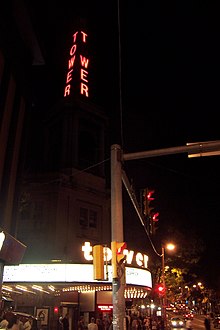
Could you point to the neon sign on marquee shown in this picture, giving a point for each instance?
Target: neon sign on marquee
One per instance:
(131, 257)
(74, 66)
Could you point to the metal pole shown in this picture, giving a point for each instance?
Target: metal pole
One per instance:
(163, 281)
(118, 284)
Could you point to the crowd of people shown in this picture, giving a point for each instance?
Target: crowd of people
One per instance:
(11, 321)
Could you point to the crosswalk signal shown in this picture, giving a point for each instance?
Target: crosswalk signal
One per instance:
(98, 262)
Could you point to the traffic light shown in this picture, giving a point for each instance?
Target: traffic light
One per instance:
(160, 289)
(148, 198)
(56, 310)
(117, 256)
(151, 216)
(98, 262)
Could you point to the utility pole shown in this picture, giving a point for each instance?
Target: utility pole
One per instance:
(118, 284)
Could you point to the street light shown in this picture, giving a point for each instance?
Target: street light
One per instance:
(170, 247)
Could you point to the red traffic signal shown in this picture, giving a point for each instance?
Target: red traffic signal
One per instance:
(155, 217)
(160, 289)
(149, 195)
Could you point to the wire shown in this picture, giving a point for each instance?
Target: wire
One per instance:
(120, 75)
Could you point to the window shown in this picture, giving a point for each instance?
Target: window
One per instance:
(88, 218)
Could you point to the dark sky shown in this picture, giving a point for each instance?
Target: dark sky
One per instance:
(162, 88)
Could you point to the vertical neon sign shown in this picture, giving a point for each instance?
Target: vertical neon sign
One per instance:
(78, 64)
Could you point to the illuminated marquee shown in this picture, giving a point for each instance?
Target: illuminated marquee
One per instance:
(77, 63)
(105, 308)
(131, 257)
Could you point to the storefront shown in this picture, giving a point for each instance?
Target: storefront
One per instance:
(49, 290)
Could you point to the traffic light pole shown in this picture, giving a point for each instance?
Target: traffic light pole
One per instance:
(163, 281)
(118, 284)
(194, 150)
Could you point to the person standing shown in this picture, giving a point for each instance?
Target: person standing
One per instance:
(65, 322)
(207, 323)
(92, 325)
(188, 324)
(12, 323)
(28, 324)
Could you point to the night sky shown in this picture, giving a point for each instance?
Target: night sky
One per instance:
(161, 89)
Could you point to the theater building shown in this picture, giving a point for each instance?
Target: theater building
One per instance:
(55, 181)
(53, 289)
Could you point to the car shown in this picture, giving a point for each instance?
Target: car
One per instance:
(216, 321)
(188, 315)
(177, 322)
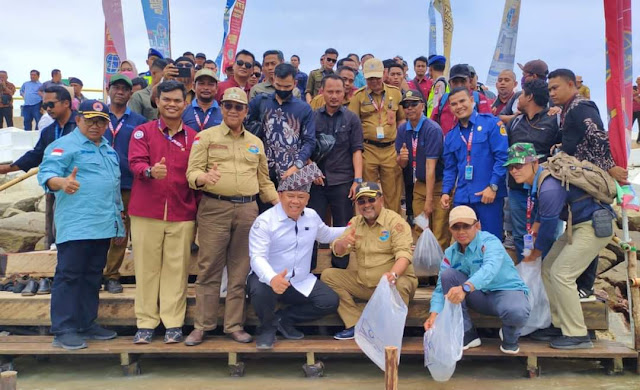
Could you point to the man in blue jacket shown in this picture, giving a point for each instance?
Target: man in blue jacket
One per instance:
(478, 273)
(474, 154)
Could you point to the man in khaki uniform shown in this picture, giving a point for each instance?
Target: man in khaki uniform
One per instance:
(229, 165)
(378, 106)
(382, 242)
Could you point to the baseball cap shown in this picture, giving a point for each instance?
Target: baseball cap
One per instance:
(373, 68)
(522, 153)
(234, 94)
(538, 67)
(459, 70)
(368, 188)
(464, 214)
(205, 72)
(93, 108)
(413, 95)
(120, 77)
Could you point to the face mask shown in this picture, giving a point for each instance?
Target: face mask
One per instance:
(284, 95)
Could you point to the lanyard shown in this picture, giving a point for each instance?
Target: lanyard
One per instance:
(468, 143)
(172, 140)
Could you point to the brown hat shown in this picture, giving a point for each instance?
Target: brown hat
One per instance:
(537, 67)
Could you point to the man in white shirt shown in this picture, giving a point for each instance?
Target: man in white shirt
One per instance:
(280, 245)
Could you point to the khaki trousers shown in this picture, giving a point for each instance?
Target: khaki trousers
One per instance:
(161, 253)
(223, 236)
(560, 269)
(345, 283)
(379, 165)
(439, 221)
(115, 256)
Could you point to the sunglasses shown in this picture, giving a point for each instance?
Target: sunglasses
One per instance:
(363, 201)
(51, 104)
(247, 65)
(233, 106)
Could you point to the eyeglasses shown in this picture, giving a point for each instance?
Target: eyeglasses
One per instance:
(363, 201)
(247, 65)
(50, 104)
(231, 106)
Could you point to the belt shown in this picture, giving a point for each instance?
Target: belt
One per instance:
(232, 199)
(379, 144)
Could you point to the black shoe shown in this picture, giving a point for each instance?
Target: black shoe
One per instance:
(266, 339)
(113, 286)
(44, 287)
(546, 334)
(30, 289)
(572, 342)
(288, 331)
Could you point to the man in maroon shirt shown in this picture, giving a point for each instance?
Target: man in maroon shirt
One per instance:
(163, 212)
(242, 70)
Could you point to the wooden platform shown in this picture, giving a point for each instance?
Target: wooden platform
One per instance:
(309, 347)
(118, 310)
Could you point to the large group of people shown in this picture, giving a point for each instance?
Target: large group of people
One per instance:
(247, 169)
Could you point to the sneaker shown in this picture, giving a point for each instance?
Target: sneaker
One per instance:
(143, 336)
(69, 341)
(347, 334)
(572, 342)
(173, 335)
(266, 339)
(288, 331)
(96, 332)
(546, 334)
(471, 339)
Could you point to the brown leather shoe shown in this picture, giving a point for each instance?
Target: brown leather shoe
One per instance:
(241, 336)
(195, 337)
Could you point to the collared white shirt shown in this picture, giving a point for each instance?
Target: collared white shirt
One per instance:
(277, 242)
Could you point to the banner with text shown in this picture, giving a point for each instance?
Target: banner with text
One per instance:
(505, 53)
(158, 22)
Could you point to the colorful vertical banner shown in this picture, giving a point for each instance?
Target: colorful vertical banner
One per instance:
(618, 80)
(157, 20)
(432, 30)
(505, 53)
(444, 7)
(235, 27)
(225, 27)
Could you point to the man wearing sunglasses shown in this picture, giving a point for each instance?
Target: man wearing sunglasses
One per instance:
(242, 70)
(478, 273)
(382, 242)
(83, 171)
(328, 61)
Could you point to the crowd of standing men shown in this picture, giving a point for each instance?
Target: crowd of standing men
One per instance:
(235, 163)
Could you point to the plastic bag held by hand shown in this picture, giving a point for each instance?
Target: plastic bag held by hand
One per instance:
(428, 255)
(382, 322)
(443, 342)
(540, 314)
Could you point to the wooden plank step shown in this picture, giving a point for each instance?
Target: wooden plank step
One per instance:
(118, 310)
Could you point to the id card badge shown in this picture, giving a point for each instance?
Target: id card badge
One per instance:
(468, 172)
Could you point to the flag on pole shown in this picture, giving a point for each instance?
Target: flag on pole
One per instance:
(157, 20)
(505, 53)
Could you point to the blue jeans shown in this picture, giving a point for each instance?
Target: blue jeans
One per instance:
(77, 281)
(31, 113)
(511, 306)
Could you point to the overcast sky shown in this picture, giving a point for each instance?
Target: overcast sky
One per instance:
(69, 34)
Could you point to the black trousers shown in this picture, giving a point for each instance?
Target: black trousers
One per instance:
(77, 281)
(341, 212)
(322, 301)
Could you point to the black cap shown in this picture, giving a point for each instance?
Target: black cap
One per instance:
(460, 70)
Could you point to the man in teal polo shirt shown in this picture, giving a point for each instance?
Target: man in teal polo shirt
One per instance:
(83, 172)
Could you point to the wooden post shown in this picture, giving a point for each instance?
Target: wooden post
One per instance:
(8, 380)
(391, 368)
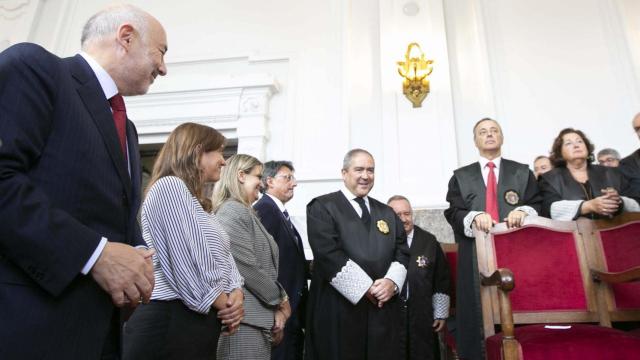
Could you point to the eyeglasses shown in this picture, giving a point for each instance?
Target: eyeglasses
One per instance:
(608, 160)
(288, 177)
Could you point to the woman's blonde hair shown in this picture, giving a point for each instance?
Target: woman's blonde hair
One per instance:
(229, 186)
(180, 156)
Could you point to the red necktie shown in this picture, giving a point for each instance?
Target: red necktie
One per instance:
(491, 198)
(120, 119)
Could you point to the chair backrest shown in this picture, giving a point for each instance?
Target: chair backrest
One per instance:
(614, 245)
(550, 270)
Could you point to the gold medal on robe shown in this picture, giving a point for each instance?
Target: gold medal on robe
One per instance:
(383, 227)
(511, 197)
(422, 261)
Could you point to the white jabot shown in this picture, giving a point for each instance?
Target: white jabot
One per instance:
(349, 195)
(410, 237)
(485, 169)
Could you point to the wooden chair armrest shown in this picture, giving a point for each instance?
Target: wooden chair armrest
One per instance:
(501, 278)
(629, 275)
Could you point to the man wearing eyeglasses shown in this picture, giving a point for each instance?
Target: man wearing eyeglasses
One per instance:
(608, 157)
(483, 193)
(278, 182)
(630, 166)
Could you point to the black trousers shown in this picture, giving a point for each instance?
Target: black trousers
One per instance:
(292, 346)
(413, 341)
(164, 330)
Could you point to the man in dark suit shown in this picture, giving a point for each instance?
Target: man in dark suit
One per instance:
(360, 260)
(630, 166)
(426, 290)
(483, 193)
(70, 189)
(279, 182)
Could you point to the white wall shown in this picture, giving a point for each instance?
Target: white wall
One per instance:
(544, 65)
(535, 66)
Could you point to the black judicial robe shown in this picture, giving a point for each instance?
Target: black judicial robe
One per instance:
(558, 184)
(337, 329)
(467, 193)
(428, 273)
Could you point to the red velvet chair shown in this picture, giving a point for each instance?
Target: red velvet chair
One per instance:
(614, 259)
(538, 277)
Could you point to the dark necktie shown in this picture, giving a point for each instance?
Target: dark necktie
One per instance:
(120, 120)
(293, 229)
(366, 217)
(491, 197)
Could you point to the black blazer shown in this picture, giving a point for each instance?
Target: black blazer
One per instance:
(428, 273)
(292, 264)
(558, 184)
(64, 185)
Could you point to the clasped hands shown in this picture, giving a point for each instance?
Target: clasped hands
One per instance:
(230, 310)
(381, 291)
(484, 222)
(282, 314)
(606, 204)
(126, 273)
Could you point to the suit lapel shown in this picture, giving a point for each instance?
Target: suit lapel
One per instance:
(136, 168)
(96, 104)
(283, 222)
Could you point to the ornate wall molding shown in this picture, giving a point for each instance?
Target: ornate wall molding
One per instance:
(238, 107)
(16, 20)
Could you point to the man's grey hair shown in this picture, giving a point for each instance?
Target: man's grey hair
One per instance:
(107, 21)
(609, 151)
(398, 198)
(346, 162)
(271, 168)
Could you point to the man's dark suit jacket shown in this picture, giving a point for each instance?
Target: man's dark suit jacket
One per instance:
(292, 275)
(64, 185)
(424, 281)
(630, 168)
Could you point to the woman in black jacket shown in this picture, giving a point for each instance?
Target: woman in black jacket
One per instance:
(575, 187)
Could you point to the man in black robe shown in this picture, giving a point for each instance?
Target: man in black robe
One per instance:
(360, 259)
(513, 196)
(630, 166)
(426, 291)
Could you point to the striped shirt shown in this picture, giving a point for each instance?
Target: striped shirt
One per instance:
(193, 261)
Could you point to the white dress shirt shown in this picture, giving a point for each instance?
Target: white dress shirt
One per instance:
(109, 88)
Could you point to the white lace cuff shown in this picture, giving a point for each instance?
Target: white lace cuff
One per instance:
(630, 205)
(352, 282)
(468, 221)
(527, 209)
(396, 273)
(565, 210)
(440, 306)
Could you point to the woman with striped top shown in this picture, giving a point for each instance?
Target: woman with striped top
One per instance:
(256, 254)
(198, 288)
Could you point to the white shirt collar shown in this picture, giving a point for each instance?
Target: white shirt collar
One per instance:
(106, 82)
(484, 161)
(278, 202)
(349, 195)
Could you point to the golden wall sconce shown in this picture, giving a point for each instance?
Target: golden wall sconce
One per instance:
(415, 70)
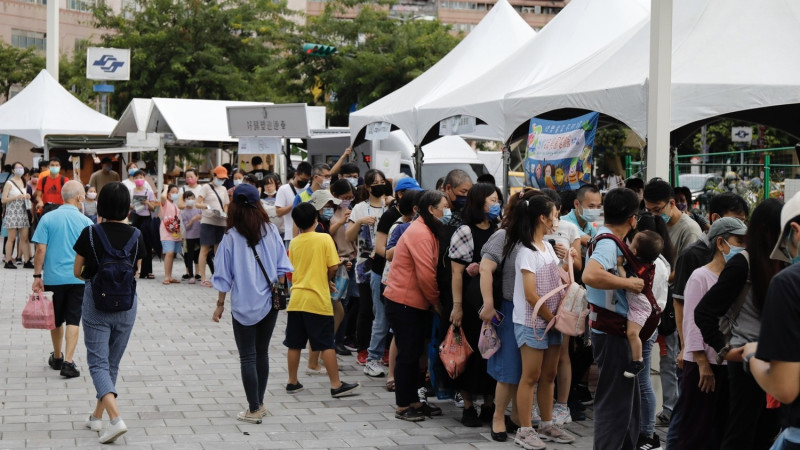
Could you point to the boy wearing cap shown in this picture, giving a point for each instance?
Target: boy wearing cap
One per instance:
(310, 311)
(774, 361)
(212, 200)
(703, 397)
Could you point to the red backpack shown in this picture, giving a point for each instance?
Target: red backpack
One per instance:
(610, 322)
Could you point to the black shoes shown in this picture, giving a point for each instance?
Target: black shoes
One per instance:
(294, 388)
(344, 390)
(69, 370)
(410, 415)
(55, 363)
(469, 418)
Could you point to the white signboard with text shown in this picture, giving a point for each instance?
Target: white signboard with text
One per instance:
(108, 63)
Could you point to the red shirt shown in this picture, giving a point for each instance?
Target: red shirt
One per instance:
(53, 193)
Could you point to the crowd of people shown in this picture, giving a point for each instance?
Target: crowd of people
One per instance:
(381, 268)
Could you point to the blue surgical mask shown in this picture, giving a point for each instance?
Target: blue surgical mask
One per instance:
(446, 215)
(494, 211)
(734, 250)
(591, 214)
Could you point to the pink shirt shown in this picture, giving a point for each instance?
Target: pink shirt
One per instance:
(699, 283)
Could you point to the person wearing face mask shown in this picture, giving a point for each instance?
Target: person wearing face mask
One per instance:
(702, 407)
(284, 200)
(213, 201)
(588, 207)
(616, 403)
(479, 217)
(170, 230)
(742, 287)
(774, 361)
(412, 290)
(190, 221)
(320, 179)
(104, 176)
(48, 191)
(15, 220)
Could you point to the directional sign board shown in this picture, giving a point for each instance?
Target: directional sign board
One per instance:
(289, 120)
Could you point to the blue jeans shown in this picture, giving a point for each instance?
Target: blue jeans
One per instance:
(106, 337)
(380, 326)
(647, 422)
(253, 344)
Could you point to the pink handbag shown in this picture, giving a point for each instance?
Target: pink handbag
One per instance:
(38, 313)
(570, 319)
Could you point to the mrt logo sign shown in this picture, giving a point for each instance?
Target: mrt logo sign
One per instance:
(108, 63)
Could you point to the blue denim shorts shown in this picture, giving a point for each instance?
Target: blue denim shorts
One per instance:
(525, 336)
(171, 247)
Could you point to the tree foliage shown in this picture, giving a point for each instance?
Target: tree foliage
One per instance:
(376, 55)
(207, 49)
(17, 66)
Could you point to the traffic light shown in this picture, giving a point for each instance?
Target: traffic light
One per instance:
(318, 49)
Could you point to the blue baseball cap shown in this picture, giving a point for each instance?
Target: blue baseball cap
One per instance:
(407, 184)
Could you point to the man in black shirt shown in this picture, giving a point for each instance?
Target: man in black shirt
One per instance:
(774, 361)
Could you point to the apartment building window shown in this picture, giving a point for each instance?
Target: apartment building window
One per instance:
(80, 5)
(28, 39)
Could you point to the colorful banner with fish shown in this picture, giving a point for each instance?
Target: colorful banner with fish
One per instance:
(559, 153)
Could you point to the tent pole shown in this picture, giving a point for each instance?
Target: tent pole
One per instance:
(658, 104)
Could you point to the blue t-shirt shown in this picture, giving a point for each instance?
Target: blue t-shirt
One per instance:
(59, 230)
(606, 253)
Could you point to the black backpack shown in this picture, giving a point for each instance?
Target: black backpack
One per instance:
(114, 284)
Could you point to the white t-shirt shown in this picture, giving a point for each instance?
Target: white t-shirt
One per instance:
(284, 198)
(565, 235)
(531, 261)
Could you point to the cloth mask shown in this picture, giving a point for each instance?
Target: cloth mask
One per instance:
(494, 211)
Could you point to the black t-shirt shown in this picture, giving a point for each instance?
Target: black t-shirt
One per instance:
(779, 338)
(696, 255)
(384, 225)
(118, 235)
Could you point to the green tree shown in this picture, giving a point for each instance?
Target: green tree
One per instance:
(376, 54)
(17, 66)
(196, 48)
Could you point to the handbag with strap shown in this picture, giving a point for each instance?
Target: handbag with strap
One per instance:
(570, 318)
(278, 289)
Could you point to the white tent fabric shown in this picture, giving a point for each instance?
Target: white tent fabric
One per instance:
(722, 61)
(580, 31)
(44, 107)
(499, 34)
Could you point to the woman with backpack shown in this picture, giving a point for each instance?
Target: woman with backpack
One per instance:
(106, 332)
(750, 425)
(250, 258)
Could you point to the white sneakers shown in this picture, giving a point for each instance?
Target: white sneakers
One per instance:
(113, 432)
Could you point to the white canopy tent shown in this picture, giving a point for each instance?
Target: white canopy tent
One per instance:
(499, 34)
(582, 30)
(45, 108)
(723, 61)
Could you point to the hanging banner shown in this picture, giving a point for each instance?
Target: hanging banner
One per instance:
(559, 153)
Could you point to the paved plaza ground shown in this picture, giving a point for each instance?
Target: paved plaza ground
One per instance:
(180, 387)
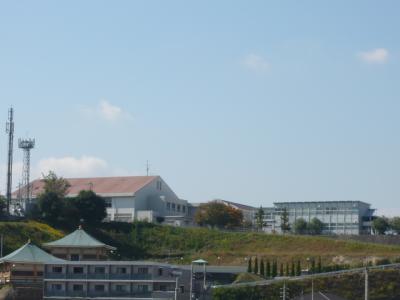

+--

** INSTRUCTIONS FOR THE TASK **
Take the lines above starting at the one containing "Could you point to the person standing" and ending at the one containing "Could you point to the sunglasses", and print them again exactly, without pictures.

** RESULT **
Could you point to the person standing shown in this picture, giving a point for each instance?
Target: person standing
One per instance:
(65, 322)
(207, 323)
(92, 325)
(188, 324)
(12, 323)
(28, 324)
Could you point to the night sky shown in this picture, giving a point for each instance?
Target: night sky
One per instance:
(161, 89)
Could you point to the theater building shown in this picture, giving a point for each instance?
Target: theater building
One per instance:
(55, 181)
(53, 289)
Could you point to the car shown in this picture, giving a point for each instance?
Target: car
One per instance:
(216, 321)
(188, 315)
(177, 322)
Could you point to the man in blue jacket shown in this picture, giving a point for each instance?
Target: man in blue jacket
One per instance:
(478, 273)
(474, 154)
Could you point to the man in khaki uniform shown in this picture, giving a point for each instance?
Target: man in khaki uniform
One per instance:
(229, 165)
(378, 106)
(382, 242)
Could you point to the baseball cap shown in this picture, giving a point for each instance?
Target: baseball cap
One per instance:
(373, 68)
(522, 153)
(234, 94)
(538, 67)
(459, 70)
(368, 188)
(464, 214)
(205, 72)
(93, 108)
(413, 95)
(120, 77)
Could you point to the face mask shown in this picture, giving a point for each instance?
Target: face mask
One per instance:
(284, 95)
Could you point to the lanyard shown in this picture, giving a point for each instance?
Target: lanyard
One per instance:
(468, 143)
(172, 140)
Could you point to the brown hat shown in this picture, giving a point for each instance?
Target: brown hat
One per instance:
(537, 67)
Could you point to the man in white shirt shown in this picture, giving a point for each instance?
Target: man in white shirt
One per instance:
(280, 245)
Could you point to the khaki trousers shown in this picture, giving a point for each instance?
Target: khaki trousers
One per instance:
(161, 253)
(223, 236)
(560, 269)
(345, 283)
(379, 165)
(439, 221)
(115, 256)
Could you point to the sunglasses shown in this picture, giving a point for each instance?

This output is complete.